____ Dataset entries
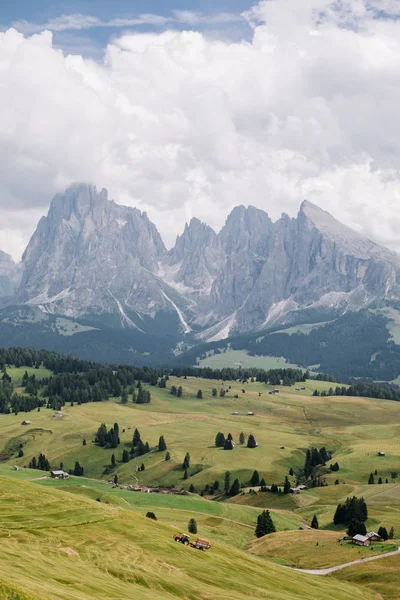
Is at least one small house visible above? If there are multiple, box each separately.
[299,524,312,530]
[21,420,31,425]
[12,466,19,471]
[247,412,254,416]
[367,531,382,542]
[352,534,371,547]
[378,451,386,456]
[50,470,69,479]
[232,411,239,415]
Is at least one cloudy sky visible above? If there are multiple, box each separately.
[1,0,400,261]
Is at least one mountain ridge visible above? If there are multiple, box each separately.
[2,183,400,344]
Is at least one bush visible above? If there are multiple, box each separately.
[146,511,157,520]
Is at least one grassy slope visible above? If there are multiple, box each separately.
[0,475,375,600]
[250,529,399,568]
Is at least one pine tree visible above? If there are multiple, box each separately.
[122,449,129,463]
[82,439,86,446]
[133,428,141,447]
[389,527,395,539]
[247,434,257,448]
[121,388,128,404]
[215,432,225,447]
[224,471,231,495]
[196,389,203,399]
[378,476,383,484]
[311,515,319,529]
[113,474,118,485]
[229,478,240,496]
[188,518,197,534]
[347,520,367,537]
[170,385,177,396]
[283,476,291,494]
[111,453,116,467]
[250,470,260,486]
[239,432,245,444]
[177,386,183,397]
[183,452,190,470]
[289,467,294,476]
[259,478,266,487]
[378,526,389,540]
[183,468,188,480]
[189,484,195,493]
[158,435,167,451]
[223,439,234,450]
[368,473,375,484]
[255,510,276,537]
[165,451,171,461]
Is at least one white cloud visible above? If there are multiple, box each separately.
[11,11,241,35]
[2,0,400,261]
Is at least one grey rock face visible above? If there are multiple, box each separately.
[14,184,400,340]
[0,251,20,297]
[18,184,189,329]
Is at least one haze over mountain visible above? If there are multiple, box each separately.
[2,183,400,344]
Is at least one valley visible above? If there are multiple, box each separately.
[0,352,400,599]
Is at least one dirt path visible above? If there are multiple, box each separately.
[285,547,400,575]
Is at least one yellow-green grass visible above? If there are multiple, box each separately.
[0,475,375,600]
[250,529,399,568]
[334,554,400,600]
[1,374,399,491]
[7,366,52,385]
[196,349,302,370]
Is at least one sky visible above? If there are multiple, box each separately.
[1,0,400,260]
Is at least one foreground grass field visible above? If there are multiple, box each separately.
[0,475,376,600]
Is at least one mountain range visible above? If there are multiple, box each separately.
[1,183,400,376]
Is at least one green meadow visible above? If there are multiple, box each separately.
[1,366,400,598]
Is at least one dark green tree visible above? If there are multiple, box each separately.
[224,471,231,495]
[247,434,257,448]
[224,439,234,450]
[183,452,190,470]
[196,389,203,399]
[212,388,218,397]
[283,476,291,494]
[229,478,241,496]
[215,432,225,447]
[146,511,157,520]
[250,470,260,486]
[311,515,319,529]
[122,449,129,463]
[177,386,183,397]
[378,526,389,540]
[255,510,276,537]
[368,473,375,484]
[165,451,171,461]
[158,435,167,451]
[188,518,197,534]
[347,520,367,537]
[239,432,245,445]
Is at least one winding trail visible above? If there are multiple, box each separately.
________
**What to do**
Verbatim copy, images excluded: transcribe all the entries above.

**Answer box**
Is at least one small house visible above? If there are multiple, box each separately.
[299,524,312,530]
[21,420,31,425]
[12,466,19,471]
[247,412,254,416]
[367,531,382,542]
[352,534,371,547]
[378,451,386,456]
[50,470,69,479]
[232,411,239,415]
Is at least one cloudy sky visible above? If there are multiple, box each separately.
[1,0,400,261]
Is at least one mountain ridge visible above? If there are multiple, box each separately.
[2,183,400,344]
Is at least one bush visible above? If there are multiple, box each separately.
[146,511,157,520]
Is at least one grassy slope visible above? If there are multiple, box each separately.
[0,475,375,600]
[250,529,399,568]
Is at least one pine tree visible above? If there are multiple, box each separately.
[122,449,129,463]
[82,439,86,446]
[133,428,141,447]
[389,527,395,539]
[247,434,257,448]
[121,388,128,404]
[215,432,225,447]
[224,471,231,495]
[196,389,203,399]
[378,476,383,484]
[311,515,319,529]
[113,474,118,485]
[229,478,240,496]
[188,518,197,534]
[347,520,367,537]
[170,385,177,396]
[283,476,291,494]
[111,453,116,467]
[250,470,260,486]
[239,432,245,444]
[177,386,183,397]
[183,452,190,470]
[289,467,294,476]
[259,478,266,487]
[378,526,389,540]
[183,468,188,480]
[189,484,195,493]
[158,435,167,451]
[223,439,234,450]
[368,473,375,484]
[255,510,276,537]
[165,451,171,461]
Is at least one white cloud visible above? If there are multiple, box each separately.
[11,11,241,35]
[2,0,400,261]
Is at least one grey rock face visible above? If there are multiple, box each separately.
[14,184,400,340]
[0,251,20,297]
[18,184,189,329]
Is at least one haze over mountain visible above? If there are multiple, box each separately.
[2,183,400,344]
Is at least one valley visible above? If there are multiple, box each separately.
[0,352,400,599]
Is at least one dirt path visible above? If there are multiple, box each separately.
[285,547,400,575]
Is at least one yellow-green grass visible above? If there are multiple, box each separately.
[0,475,375,600]
[250,529,399,568]
[334,554,400,600]
[1,374,399,491]
[7,366,52,385]
[196,349,302,370]
Is at least one sky visible above? If there are multiple, box each separately.
[1,0,400,260]
Is at least one foreground grass field visible above? If there are multiple, box each separately.
[0,475,376,600]
Is at least one mountain range visible above? If there are multiple, box each separately.
[1,183,400,376]
Is at least one green meadow visible above? If there are multiple, box each separately.
[1,366,400,598]
Is at least one dark green tree visible above? If there are multiple, box each separately.
[224,471,231,495]
[247,434,257,448]
[224,439,234,450]
[183,452,190,470]
[196,389,203,399]
[212,388,218,397]
[283,476,291,494]
[229,478,241,496]
[215,432,225,447]
[146,511,157,520]
[250,470,260,486]
[311,515,319,529]
[122,449,129,463]
[177,386,183,397]
[378,526,389,540]
[255,510,276,537]
[368,473,375,484]
[165,451,171,461]
[158,435,167,451]
[188,518,197,534]
[347,520,367,537]
[239,432,245,445]
Is at least one winding trail visible above? If there are multiple, box each separately.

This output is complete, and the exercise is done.